*RECORDS FOR PROCESSING*

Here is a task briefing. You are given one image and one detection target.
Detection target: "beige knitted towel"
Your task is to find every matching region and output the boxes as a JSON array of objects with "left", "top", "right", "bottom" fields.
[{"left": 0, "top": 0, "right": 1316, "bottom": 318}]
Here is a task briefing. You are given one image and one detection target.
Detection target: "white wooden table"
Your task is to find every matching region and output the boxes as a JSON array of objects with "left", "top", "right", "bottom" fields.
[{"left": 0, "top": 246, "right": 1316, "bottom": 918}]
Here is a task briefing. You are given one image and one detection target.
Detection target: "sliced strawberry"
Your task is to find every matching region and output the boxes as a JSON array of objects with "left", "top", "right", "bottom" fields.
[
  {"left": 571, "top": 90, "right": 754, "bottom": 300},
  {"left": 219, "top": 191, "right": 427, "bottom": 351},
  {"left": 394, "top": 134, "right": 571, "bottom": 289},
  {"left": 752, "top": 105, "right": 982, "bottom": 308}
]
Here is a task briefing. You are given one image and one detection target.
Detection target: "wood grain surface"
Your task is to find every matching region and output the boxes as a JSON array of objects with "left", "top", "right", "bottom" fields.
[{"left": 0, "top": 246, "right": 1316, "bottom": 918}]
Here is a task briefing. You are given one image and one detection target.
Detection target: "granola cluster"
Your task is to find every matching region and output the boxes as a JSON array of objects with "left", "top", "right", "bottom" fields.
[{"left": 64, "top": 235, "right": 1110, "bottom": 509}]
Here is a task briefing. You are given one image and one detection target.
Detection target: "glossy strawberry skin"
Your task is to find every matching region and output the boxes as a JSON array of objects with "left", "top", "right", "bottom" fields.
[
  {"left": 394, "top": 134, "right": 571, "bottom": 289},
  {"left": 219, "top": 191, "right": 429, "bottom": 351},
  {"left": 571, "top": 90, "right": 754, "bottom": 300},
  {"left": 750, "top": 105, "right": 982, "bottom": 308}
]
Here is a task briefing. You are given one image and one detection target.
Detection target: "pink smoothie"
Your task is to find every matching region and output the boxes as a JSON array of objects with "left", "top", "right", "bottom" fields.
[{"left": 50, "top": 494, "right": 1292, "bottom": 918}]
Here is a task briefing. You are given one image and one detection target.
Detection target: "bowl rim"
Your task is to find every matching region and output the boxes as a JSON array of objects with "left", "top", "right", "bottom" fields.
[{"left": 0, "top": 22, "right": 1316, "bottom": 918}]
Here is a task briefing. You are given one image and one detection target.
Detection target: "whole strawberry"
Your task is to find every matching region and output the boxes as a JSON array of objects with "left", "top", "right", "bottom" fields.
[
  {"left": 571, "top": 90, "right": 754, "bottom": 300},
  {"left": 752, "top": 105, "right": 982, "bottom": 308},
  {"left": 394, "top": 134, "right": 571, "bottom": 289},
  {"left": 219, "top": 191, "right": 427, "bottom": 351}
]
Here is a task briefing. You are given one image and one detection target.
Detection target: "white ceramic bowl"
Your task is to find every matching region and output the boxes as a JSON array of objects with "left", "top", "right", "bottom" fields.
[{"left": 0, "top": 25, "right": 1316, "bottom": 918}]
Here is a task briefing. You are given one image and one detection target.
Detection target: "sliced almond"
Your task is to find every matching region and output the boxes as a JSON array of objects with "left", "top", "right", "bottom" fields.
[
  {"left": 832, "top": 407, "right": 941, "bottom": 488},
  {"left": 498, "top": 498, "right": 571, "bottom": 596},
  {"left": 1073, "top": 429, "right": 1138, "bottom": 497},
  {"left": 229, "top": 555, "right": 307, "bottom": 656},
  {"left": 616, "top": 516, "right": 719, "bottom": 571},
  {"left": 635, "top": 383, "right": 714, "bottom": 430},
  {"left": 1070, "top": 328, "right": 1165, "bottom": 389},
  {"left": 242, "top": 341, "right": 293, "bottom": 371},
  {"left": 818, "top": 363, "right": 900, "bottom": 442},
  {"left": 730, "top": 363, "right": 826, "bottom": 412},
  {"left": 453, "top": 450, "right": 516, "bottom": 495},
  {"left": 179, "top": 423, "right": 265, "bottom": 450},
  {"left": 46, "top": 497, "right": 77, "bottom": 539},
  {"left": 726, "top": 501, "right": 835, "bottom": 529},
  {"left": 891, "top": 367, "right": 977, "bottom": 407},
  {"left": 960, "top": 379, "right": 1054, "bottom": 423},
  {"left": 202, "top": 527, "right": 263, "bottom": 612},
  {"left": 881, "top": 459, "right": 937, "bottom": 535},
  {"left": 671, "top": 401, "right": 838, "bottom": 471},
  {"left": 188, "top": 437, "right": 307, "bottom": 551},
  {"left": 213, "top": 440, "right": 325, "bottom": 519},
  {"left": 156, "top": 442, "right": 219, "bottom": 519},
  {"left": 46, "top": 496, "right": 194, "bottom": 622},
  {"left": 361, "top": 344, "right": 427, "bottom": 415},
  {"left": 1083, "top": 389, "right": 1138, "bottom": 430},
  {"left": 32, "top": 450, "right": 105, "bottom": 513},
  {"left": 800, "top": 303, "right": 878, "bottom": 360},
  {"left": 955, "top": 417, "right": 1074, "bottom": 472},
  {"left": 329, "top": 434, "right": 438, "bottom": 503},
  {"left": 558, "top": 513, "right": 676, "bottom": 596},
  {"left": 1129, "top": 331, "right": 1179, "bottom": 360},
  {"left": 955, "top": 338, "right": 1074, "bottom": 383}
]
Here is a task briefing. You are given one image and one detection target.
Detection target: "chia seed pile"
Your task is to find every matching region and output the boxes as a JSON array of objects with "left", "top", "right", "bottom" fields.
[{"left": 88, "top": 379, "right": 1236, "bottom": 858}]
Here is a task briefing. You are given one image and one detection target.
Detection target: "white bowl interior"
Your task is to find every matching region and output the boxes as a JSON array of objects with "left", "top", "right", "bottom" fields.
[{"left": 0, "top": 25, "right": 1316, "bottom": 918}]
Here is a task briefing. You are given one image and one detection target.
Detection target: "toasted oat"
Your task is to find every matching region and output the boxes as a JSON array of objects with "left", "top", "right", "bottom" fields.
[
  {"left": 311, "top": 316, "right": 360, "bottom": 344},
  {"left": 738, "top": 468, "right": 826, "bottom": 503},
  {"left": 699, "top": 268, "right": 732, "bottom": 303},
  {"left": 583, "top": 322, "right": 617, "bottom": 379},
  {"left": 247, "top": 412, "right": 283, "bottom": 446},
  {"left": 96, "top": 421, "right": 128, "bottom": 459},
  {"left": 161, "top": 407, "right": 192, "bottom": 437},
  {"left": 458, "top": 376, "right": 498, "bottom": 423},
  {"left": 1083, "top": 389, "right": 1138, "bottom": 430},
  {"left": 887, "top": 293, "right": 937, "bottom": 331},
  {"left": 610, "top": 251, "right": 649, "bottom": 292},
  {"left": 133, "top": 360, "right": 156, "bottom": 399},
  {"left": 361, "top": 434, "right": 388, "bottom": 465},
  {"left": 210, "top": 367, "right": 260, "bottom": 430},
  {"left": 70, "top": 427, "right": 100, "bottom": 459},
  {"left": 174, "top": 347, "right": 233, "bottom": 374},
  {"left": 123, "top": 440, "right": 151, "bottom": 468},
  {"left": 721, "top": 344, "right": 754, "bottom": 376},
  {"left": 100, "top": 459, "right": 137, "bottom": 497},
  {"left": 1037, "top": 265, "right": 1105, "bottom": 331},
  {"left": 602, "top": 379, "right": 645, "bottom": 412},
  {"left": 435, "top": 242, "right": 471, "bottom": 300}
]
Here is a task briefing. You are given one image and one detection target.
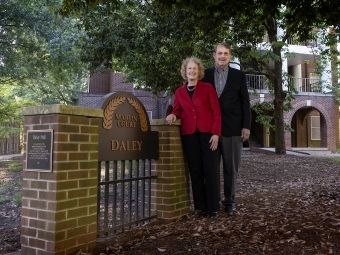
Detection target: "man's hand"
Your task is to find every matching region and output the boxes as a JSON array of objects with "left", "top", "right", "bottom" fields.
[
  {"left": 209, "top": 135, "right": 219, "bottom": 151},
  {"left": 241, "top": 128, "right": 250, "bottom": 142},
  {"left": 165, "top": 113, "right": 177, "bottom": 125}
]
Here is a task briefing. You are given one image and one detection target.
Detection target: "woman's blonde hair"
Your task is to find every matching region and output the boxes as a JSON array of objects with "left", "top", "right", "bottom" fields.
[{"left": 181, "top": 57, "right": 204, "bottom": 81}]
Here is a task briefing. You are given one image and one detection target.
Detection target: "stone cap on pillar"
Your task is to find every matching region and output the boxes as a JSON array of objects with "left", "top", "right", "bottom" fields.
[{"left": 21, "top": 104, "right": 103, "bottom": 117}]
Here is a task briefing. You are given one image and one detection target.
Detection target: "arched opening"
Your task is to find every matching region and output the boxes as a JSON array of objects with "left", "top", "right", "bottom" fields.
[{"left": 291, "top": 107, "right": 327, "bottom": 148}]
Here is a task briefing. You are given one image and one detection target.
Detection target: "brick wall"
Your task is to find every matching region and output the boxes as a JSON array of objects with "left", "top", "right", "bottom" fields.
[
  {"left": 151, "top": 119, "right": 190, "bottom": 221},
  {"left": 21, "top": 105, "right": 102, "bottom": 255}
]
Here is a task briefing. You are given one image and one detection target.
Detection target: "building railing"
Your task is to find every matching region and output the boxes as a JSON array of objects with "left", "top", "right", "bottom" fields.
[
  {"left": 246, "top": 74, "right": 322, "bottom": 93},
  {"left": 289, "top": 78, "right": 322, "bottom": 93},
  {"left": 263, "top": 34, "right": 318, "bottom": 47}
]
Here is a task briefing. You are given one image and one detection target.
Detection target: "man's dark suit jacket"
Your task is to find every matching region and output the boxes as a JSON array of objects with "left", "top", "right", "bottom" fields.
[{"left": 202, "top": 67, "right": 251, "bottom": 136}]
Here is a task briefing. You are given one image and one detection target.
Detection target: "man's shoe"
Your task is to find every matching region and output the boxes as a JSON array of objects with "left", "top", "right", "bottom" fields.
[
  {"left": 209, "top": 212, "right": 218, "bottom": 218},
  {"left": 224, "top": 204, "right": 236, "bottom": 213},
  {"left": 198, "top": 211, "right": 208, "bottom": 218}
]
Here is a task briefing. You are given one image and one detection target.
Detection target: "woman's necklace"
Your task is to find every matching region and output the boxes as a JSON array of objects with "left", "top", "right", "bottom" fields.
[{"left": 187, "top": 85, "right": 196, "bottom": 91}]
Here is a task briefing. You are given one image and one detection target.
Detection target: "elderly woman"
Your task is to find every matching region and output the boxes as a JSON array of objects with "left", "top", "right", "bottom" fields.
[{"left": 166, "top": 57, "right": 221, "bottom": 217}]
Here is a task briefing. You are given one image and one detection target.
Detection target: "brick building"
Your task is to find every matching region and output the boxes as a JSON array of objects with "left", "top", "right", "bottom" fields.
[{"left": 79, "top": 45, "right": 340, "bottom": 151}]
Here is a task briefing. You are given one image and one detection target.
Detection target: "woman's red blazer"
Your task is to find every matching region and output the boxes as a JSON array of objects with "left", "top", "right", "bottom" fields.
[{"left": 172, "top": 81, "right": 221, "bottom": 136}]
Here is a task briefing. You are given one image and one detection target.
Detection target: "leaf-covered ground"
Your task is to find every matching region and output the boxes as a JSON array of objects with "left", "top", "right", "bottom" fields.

*GIVEN EXERCISE*
How many lines in the entries above contain the word "bowl"? Reply with the number alone.

*SOLUTION*
3